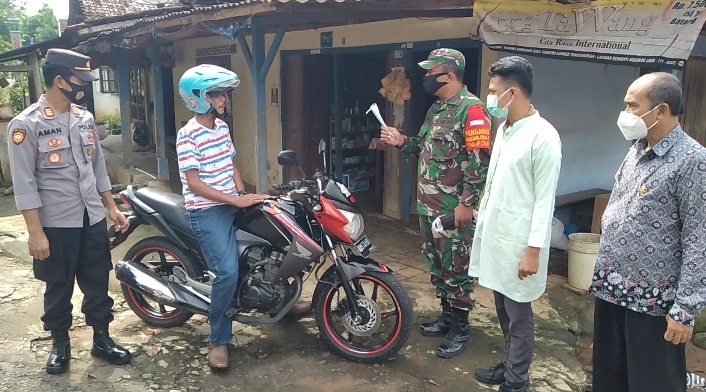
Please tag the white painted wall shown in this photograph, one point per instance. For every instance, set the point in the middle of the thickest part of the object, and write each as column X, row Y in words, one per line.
column 105, row 104
column 582, row 100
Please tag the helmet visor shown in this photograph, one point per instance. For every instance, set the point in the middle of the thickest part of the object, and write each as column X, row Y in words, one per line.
column 223, row 87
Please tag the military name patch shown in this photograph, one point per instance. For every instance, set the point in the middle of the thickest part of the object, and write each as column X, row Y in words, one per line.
column 18, row 136
column 476, row 133
column 54, row 157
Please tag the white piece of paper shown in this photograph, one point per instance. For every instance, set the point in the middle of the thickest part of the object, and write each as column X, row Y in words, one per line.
column 376, row 111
++++
Word for word, give the entries back in full; the pictures do not belong in the copy.

**WRITTEN REPLY:**
Please tag the white painted wall shown in this photograph, one point per instance. For every instance, set the point in the middle of the thickest part of the object, and write each as column X, row Y in words, one per line.
column 105, row 104
column 582, row 100
Please tag the helmet visor shown in this photograph, one point per instance. For every instance, set the point in the middle of the thickest part of the object, and write each as column X, row Y in words, one per line.
column 223, row 87
Please tag the military name patch shown in this photograph, one point per instance. For every instance, set the point in the middle of the thickest part of the object, and write each as column X, row Y in words, one per line.
column 18, row 136
column 476, row 133
column 54, row 157
Please tag the white piece of paper shown in this photograph, one point per instance. For every instance, set the point in the middle of the thickest part of the object, and write each as column X, row Y in words, one per line.
column 376, row 111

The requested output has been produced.